**Extrait fourni:**
┄┄┄┄┄┄

Devenir grand-mère fait partie des mêmes standards.
Autour de moi, mes amies avaient depuis longtemps troqué la fête des Mères contre celle des Grands-Mères, creusant, une fois de plus, le vide de mon existence.
Tu chantais ta liberté, eh bien, danse maintenant.
Pour la majorité des femmes, être grand-mère, c’est la consécration de toute une vie. C’est un peu comme recevoir l’Oscar de la meilleure actrice dans un second rôle féminin. À chaque nouveau bébé, elles paradent et font la roue sous les projecteurs, tandis qu’éternelle doublure, je reste la tatie qu’on laisse pouponner par charité.
La pauvre, elle n’aura jamais de petits-enfants, son fils est… enfin, tu comprends… chuchotait-on derrière mon dos, d’un air compatissant, comme si j’étais condamnée par une maladie incurable.
L’homosexualité n’étant ni un choix ni une tare, je décidai de ne pas me laisser aller à la nostalgie et de profiter pleinement d’une retraite anticipée (je suis de tout coeur avec ceux qui ne pourront plus le faire à l’heure où j’écris ces lignes) pour partir à la découverte du monde.
Sans travail ni petits-enfants, j’étais libre. J’avais envie de partir loin et surtout seule. C’était le défi que je voulais relever pour ma nouvelle vie. Pour ne pas faire pitié. Pour ne pas être un poids. Et quitte à souffrir de solitude, autant que ce soit dans des endroits paradisiaques.
Lorsque j’annonçai ma décision à mon fils, je vis briller ses yeux. Il était fier de moi, fier de mon indépendance et de ma détermination.
À chaque retour à la maison, je retrouvais mes amies prises au piège de leurs obligations. Plus je les observais et plus je me disais que si par miracle je le devenais à mon tour, je saurais, à coup sûr, quelle grand-mère je ne serai jamais.
Moi grand-mère , je ne serai pas la nounou de service. Celle que l’on appelle au dernier moment lorsque le gosse est malade, qui arrive en courant, toute affaire cessante, et que l’on ignore dès que tout rentre dans l’ordre :
Maman, tu comprends, on est une famille maintenant, on ne peut pas toujours venir te voir.

┄┄┄┄┄┄

**Données affichées:**
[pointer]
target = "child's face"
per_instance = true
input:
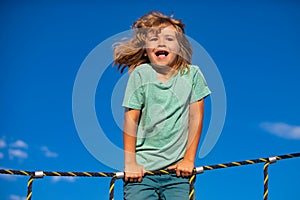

┄┄┄┄┄┄

Poursuivez, s'il vous plaît, l'extrait sur le fait de devenir grand-mère après sa dernière phrase. Les données ne servent pas ici.

Moi grand-mère , je ne serai sûrement pas une mamie prof ou éducatrice – je l’avais assez fait dans ma vie, il n’était pas question de reprendre cette casquette – et encore moins une mamie rigoriste. Comment imaginer l’être pour des petits-enfants alors que je ne l’avais pas été pour mon propre fils ? Les fais pas ci, fais pas ça, dis merci, s’il te plait, ne dis pas de gros mots , et toutes les injonctions classiques, c’était du ressort des parents.
Pas question non plus d’être laxiste, bien entendu, mais il n’allait pas falloir compter sur moi pour interdire toutes les sources de plaisir ou pour remplir une tirelire au moindre gros mot prononcé.
Moi grand-mère , je ne serai pas pour autant une de ces mamies gâteuses qui noient leur entourage avec les photos de leurs petits-enfants.
Oui, oui, elle est belle ta petite-fille , leur marmonne-t-on du bout des lèvres, se retenant de préciser en fait, on s’en fiche complètement.
D’autant qu’une fois lancées sur le sujet, on ne peut plus les arrêter. Et les voilà parties sur le miracle des premiers exploits qui, soit dit en passant, n’intéressent personne :
Elle a dit caca, ou pire et en général ça va de pair, Hourrah ! Merci mon Dieu, elle a enfin fait caca toute seule !
Et chacun sait que lorsque Dieu s’en mêle, il ne faut plus chercher à argumenter.
Même engouement pour les premiers dessins ou créations de leurs petits prodiges qu’elles exposent à la vue de tous.
Comme tout le monde, à chaque fête des Mères, j’ai eu mon lot de boites de camembert et surtout de colliers de pâtes.
À l’époque, quitte à passer pour une mère indigne, j’aurais bien aimé murmurer à l’oreille des maitresses si expertes en travaux manuels :
Pitié, arrêtez avec ces colliers de pâtes. On n’en peut plus !
Parce que ce n’est pas tout d’être fière des qualités artistiques et créatrices de son enfant et de l’en féliciter. Il faut aussi arborer ses bijoux. Sans une hésitation, sans un doute.